--- What is required ---
Please count the lines in the listing below that contain the string "window", and reply with only that number.

--- Task material ---
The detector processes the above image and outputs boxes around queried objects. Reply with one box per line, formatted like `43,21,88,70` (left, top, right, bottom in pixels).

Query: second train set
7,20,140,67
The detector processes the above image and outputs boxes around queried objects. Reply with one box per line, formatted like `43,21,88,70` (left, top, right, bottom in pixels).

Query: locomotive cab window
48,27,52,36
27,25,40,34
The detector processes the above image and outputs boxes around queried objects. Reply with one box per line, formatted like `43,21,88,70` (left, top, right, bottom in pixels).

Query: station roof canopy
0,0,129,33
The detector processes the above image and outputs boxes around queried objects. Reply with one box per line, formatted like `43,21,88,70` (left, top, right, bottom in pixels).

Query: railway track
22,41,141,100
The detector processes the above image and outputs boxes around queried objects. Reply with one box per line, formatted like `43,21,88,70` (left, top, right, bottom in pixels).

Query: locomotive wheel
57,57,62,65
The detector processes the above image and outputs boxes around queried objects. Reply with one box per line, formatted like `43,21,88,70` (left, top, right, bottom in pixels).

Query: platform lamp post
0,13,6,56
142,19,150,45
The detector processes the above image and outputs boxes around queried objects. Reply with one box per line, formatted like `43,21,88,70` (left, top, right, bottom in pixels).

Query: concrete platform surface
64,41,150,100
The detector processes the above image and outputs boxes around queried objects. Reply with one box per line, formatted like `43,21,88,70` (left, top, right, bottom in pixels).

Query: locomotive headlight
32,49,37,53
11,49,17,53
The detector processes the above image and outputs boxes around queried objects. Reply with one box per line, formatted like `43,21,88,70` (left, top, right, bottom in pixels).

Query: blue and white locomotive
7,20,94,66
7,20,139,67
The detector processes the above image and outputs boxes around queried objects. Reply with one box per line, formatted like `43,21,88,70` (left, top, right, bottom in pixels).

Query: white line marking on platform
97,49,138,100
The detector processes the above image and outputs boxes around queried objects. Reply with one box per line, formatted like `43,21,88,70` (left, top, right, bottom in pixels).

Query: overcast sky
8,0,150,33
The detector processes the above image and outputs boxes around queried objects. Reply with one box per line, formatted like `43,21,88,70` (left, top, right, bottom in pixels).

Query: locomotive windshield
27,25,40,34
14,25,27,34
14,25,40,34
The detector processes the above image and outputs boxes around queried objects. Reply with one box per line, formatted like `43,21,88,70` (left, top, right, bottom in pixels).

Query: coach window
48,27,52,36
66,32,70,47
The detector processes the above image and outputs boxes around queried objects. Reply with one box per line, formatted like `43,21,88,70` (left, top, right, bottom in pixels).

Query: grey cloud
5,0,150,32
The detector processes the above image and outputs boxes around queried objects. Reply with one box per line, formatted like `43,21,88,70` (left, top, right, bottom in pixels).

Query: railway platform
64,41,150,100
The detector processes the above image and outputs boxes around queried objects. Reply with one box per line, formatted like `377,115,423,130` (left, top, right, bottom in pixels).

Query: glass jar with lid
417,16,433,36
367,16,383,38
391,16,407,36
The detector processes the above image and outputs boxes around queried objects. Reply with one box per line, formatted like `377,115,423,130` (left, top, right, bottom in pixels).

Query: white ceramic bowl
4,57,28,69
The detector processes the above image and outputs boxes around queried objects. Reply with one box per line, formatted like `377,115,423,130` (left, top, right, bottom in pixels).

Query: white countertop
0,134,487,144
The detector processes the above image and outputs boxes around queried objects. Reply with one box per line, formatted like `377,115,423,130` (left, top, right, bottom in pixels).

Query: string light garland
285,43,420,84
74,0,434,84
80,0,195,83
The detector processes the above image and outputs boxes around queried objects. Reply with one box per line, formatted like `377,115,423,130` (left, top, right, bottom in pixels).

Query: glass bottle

--- Correct result ---
2